Exercise brief: Please return all of the entries below exactly as they are written.

[Stored records]
________________

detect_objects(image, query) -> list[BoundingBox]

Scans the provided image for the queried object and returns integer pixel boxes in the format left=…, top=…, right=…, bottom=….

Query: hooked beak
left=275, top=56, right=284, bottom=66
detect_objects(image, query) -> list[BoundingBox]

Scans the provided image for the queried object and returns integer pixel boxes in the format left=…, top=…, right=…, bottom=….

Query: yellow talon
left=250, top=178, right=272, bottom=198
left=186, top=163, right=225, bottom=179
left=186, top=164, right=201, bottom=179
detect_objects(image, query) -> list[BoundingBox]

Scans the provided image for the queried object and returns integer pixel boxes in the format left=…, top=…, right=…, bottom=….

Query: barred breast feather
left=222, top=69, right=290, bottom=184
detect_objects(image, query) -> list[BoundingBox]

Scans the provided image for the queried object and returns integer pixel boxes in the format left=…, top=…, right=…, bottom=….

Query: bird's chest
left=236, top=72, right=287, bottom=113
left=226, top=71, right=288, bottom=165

________________

Written response:
detect_objects(image, query) -> list[BoundingBox]

Scans the provided image for the queried object and returns integer pixel boxes in the format left=…, top=…, right=…, bottom=….

Query: hooked beak
left=275, top=56, right=284, bottom=66
detect_objects(image, query) -> list[BoundingBox]

Scans the provided image for the queried object and returns integer pixel boxes in the format left=…, top=…, right=…, bottom=….

Query: yellow talon
left=250, top=178, right=272, bottom=198
left=186, top=163, right=225, bottom=179
left=186, top=164, right=201, bottom=179
detect_objects(image, query) -> list[BoundingBox]

Scans the provided image for the queried object and returns integer pixel boxes in the format left=…, top=…, right=…, bottom=….

Query: barred breast feather
left=222, top=69, right=290, bottom=184
detect_objects(image, query) -> list[BoundingBox]

Scans the provided image for the queried object and returns integer pixel boxes in the format left=…, top=…, right=…, bottom=….

Query: bird's chest
left=236, top=72, right=287, bottom=113
left=226, top=71, right=288, bottom=165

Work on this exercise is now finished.